→ YOUR TASK
A word-for-word repeat of the records below is what this calls for.
/---
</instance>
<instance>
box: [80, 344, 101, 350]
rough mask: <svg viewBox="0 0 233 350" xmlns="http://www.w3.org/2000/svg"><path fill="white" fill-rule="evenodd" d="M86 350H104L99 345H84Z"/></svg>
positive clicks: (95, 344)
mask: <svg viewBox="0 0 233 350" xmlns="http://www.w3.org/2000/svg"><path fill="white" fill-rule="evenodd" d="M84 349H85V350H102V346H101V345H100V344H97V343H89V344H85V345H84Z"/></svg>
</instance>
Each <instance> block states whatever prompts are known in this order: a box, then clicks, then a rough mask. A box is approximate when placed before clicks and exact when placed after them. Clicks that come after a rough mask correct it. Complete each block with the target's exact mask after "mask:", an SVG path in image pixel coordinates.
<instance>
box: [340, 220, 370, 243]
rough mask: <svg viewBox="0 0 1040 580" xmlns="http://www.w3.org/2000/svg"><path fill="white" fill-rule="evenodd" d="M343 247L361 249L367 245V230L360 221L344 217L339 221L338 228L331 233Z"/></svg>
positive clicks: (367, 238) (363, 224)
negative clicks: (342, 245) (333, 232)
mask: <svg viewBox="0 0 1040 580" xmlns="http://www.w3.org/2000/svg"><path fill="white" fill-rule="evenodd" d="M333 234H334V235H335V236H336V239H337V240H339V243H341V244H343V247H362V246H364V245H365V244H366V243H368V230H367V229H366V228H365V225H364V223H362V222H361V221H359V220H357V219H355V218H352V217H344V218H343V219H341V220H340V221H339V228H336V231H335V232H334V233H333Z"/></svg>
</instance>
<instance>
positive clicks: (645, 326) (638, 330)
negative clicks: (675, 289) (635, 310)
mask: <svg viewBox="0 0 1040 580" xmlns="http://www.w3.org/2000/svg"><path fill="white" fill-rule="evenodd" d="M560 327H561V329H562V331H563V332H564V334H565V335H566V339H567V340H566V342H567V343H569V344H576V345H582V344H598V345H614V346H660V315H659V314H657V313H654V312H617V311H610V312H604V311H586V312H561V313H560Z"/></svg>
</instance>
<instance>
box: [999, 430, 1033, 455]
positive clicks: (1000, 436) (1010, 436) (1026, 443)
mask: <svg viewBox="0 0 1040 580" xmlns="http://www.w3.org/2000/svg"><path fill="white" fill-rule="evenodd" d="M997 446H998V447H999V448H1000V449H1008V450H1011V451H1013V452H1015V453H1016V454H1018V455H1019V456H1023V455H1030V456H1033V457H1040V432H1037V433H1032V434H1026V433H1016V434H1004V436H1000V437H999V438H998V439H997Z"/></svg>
\---
→ WORKED SOLUTION
</instance>
<instance>
box: [80, 344, 101, 350]
rough mask: <svg viewBox="0 0 233 350" xmlns="http://www.w3.org/2000/svg"><path fill="white" fill-rule="evenodd" d="M86 350H104L99 345H84Z"/></svg>
positive clicks: (95, 344)
mask: <svg viewBox="0 0 233 350" xmlns="http://www.w3.org/2000/svg"><path fill="white" fill-rule="evenodd" d="M84 349H85V350H102V346H101V345H100V344H97V343H89V344H85V345H84Z"/></svg>
</instance>
Each <instance> block states whatever prompts are known in this order: a box, then clicks, then a rough mask. A box is approximate when placed before clicks and exact when placed after them. Clicks that come after a rough mask correct it. Complete each block with the target's exact mask after "mask:", an SVG path in image pixel coordinates.
<instance>
box: [340, 220, 370, 243]
rough mask: <svg viewBox="0 0 1040 580" xmlns="http://www.w3.org/2000/svg"><path fill="white" fill-rule="evenodd" d="M343 247L361 249L367 245V230L360 221L344 217L339 221L338 228L331 233Z"/></svg>
positive clicks: (367, 238) (363, 224)
negative clicks: (342, 245) (333, 232)
mask: <svg viewBox="0 0 1040 580" xmlns="http://www.w3.org/2000/svg"><path fill="white" fill-rule="evenodd" d="M333 234H334V235H335V236H336V239H337V240H339V243H341V244H343V247H362V246H364V245H365V244H366V243H368V230H367V229H366V228H365V225H364V223H362V222H361V221H359V220H357V219H355V218H352V217H344V218H343V219H341V220H340V221H339V228H336V231H335V232H334V233H333Z"/></svg>
</instance>
<instance>
positive clicks: (645, 326) (638, 330)
negative clicks: (675, 289) (635, 310)
mask: <svg viewBox="0 0 1040 580" xmlns="http://www.w3.org/2000/svg"><path fill="white" fill-rule="evenodd" d="M560 327H561V329H562V331H563V332H564V334H565V335H566V339H567V340H566V342H567V343H569V344H576V345H582V344H598V345H614V346H660V315H659V314H657V313H654V312H617V311H610V312H604V311H586V312H561V313H560Z"/></svg>
</instance>
<instance>
box: [999, 430, 1033, 455]
positive clicks: (1000, 436) (1010, 436) (1026, 443)
mask: <svg viewBox="0 0 1040 580" xmlns="http://www.w3.org/2000/svg"><path fill="white" fill-rule="evenodd" d="M997 446H998V447H999V448H1000V449H1008V450H1011V451H1013V452H1015V453H1016V454H1018V455H1019V456H1023V455H1030V456H1033V457H1040V432H1037V433H1032V434H1026V433H1016V434H1004V436H1000V437H999V438H998V439H997Z"/></svg>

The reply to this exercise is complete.